··· Data in this exercise ···

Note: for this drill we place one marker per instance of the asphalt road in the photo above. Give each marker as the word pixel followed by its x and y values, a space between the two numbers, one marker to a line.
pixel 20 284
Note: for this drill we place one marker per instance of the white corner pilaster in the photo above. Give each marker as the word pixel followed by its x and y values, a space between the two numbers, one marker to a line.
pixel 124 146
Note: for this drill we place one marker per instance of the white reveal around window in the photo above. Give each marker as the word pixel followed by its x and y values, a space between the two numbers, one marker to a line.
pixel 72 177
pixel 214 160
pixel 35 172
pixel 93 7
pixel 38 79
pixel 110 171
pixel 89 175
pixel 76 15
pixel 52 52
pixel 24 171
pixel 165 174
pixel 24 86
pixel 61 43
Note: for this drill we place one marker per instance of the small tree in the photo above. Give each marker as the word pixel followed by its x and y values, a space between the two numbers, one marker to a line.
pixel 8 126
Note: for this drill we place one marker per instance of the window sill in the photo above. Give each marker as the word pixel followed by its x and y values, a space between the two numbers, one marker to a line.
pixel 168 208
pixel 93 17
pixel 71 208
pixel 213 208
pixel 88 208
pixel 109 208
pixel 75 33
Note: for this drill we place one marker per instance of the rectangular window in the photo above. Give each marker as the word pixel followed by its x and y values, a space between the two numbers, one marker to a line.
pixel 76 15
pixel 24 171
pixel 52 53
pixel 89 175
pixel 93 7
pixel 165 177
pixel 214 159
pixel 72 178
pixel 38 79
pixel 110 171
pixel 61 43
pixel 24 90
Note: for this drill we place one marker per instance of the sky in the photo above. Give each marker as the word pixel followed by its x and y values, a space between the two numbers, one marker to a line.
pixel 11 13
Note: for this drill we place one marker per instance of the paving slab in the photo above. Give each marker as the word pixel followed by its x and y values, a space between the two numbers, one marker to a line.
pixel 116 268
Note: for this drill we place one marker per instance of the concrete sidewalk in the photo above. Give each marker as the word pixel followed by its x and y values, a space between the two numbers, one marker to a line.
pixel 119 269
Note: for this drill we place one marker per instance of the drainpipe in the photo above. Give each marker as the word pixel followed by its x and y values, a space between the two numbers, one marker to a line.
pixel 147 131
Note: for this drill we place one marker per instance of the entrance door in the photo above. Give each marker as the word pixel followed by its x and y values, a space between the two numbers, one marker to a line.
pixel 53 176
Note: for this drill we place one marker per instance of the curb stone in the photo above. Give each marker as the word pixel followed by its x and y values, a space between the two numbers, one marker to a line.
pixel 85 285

···

Exercise details:
Print the stretch of the data from the line containing "of the rectangular" through the end of the data, word for word, with both ends included. Output only those lines.

Answer to this exercise:
Note: for this drill we place one marker per instance of the rectangular window in the photo above. Give each marker as the word pixel followed by its x and y values, a space between the two numbers, one marker to a line.
pixel 76 15
pixel 24 171
pixel 52 53
pixel 89 175
pixel 93 7
pixel 165 177
pixel 214 159
pixel 72 178
pixel 38 79
pixel 110 171
pixel 61 43
pixel 24 90
Note: for this drill we place one marker per instance of the sky in the photo above. Give each marker as the word pixel followed by its x and y values, a space between the two numbers, one marker to a line.
pixel 11 13
Note: for this drill we place one marker per instance of the paving slab in the photo above. Give each marker as the word pixel followed by its x and y values, a space between the two numbers, one marker to a line.
pixel 116 268
Note: for this drill we place one marker per instance of the concrete sidewalk in the photo above. Give each marker as the word pixel followed by its x and y values, a space between the two numbers, one marker to a line.
pixel 119 269
Note: for this drill we place one marker per instance of the drainpipe in the photo above. Give each marker as the word pixel followed by its x and y values, a space between the two numbers, one marker to a line.
pixel 147 131
Note: for this drill we place one marker per instance of the entrance door in the photo above. Give each marker as the word pixel followed by its x and y values, a space between the two numbers, one marker to a line.
pixel 53 176
Note: for this drill we place one marker per instance of the curb stone in the photo above. Give each marker as the word pixel followed by its x and y values, a space between the two numbers, one marker to a line.
pixel 85 285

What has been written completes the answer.